## ZITIERTER TEXT
..........

In der Verfilmung «The Idea of You» des gleichnamigen Bestsellers von Robinne Lee verliebt sich ein junger Popstar (Nicholas Galitzine, 30) in die Mutter eines seiner Fans – gespielt von der 42-jährigen Anne Hathaway.

Im Netflix-Film «Lonely Planet» verlässt ein 34-Jähriger (Liam Hemsworth) seine jüngere Freundin, um eine Beziehung mit einer 57-jährigen Autorin (Laura Dern) einzugehen – der Altersunterschied ist kaum ein Thema. Nicole Kidman (57) kommt in gleich zwei Produktionen zu deutlich jüngeren Männern: zuerst in der romantischen Komödie «A Family Affair» und neu im Erotikthriller «Babygirl».
Mehrheit der Männer hat jüngere Partnerin
Es wirkt so, als wolle die Popkultur gerade ein Manko in der Gleichstellung wettmachen. Jemand Jüngeres zu lieben, war bislang hauptsächlich etwas für Männer. Das zeigen auch neue Zahlen des Bundesamtes für Statistik (BfS) zum Thema Altersunterschied in Heterobeziehungen: Knapp 59 Prozent der Männer haben eine feste Beziehung mit jemand Jüngerem, aber nur 13 Prozent der Frauen, international sind die Daten ähnlich.
Bei grosser Altersdifferenz sind die Unterschiede noch ausgeprägter: Fast 8 von 100 Männern haben eine Partnerin, die mindestens zehn Jahre jünger ist als sie. Bei Frauen liegt der entsprechende Anteil bei knapp einem Prozent. In homosexuellen Beziehungen sind Altersunterschiede von über zehn Jahren übrigens viel verbreiteter als in heterosexuellen – vor allem bei schwulen Paaren. BfS-Zahlen gibt es aufgrund der kleinen Fallzahlen zwar nicht, aber verschiedene internationale Beobachtungen kommen zu diesem Schluss.
Bei Heteropaaren ist es jedoch nicht nur selten, dass die Frau älter ist und der Mann jünger, es ist für viele auch irritierend: Bereits ab drei, vier Jahren Unterschied wird es zum Diskussionsthema. Sind es mehr, müssen sich die Paare erst recht erklären.
Er war 23, als sie sich mit 42 in ihn verliebte
Bekannte Liebespaare wie Heidi Klum und Tom Kaulitz (16 Jahre Differenz) kennen das genau wie Emmanuel und Brigitte Macron (25 Jahre) oder «Avengers»-Schauspieler Aaron Taylor-Johnson und Ehefrau Sam: Als er und die Regisseurin 2009 zusammenkamen, war er 19 und sie 42 – bis heute müssen sie sich deswegen Gehässigkeiten anhören.

..........

## AUFGABE A
Welche bekannten Liebespaare nennt der Text über Altersunterschiede in Paarbeziehungen? Zähle alle auf.

..........

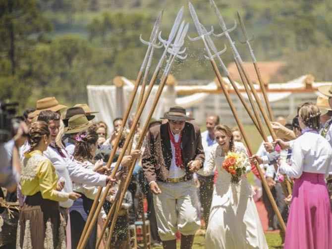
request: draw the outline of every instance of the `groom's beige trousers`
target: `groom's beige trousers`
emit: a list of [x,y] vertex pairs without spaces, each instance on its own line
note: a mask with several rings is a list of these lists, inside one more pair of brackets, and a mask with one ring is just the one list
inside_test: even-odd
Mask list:
[[159,236],[162,241],[175,239],[178,230],[193,235],[201,226],[198,198],[193,180],[179,183],[158,181],[162,194],[153,195]]

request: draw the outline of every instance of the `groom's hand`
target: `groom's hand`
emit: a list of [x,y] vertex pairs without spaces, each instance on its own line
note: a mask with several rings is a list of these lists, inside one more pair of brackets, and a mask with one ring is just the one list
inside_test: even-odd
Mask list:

..........

## AUFGABE B
Ersetze in allen Datensätzen „vertex pairs“ durch „point pairs“ und gib die Datensätze sonst unverändert wieder, ohne die Bilder.

## RICHTIGE LÖSUNG A
Heidi Klum und Tom Kaulitz
Emmanuel und Brigitte Macron
Aaron Taylor-Johnson und Sam

## RICHTIGE LÖSUNG B
request: draw the outline of every instance of the `groom's beige trousers`
target: `groom's beige trousers`
emit: a list of [x,y] point pairs without spaces, each instance on its own line
note: a mask with several rings is a list of these lists, inside one more pair of brackets, and a mask with one ring is just the one list
inside_test: even-odd
Mask list:
[[159,236],[162,241],[175,239],[178,230],[193,235],[201,226],[198,198],[193,180],[179,183],[158,181],[162,194],[153,195]]

request: draw the outline of every instance of the `groom's hand`
target: `groom's hand`
emit: a list of [x,y] point pairs without spaces, each instance on its own line
note: a mask with several rings is a list of these lists, inside one more pair of brackets, and a mask with one ring is just the one list
inside_test: even-odd
Mask list:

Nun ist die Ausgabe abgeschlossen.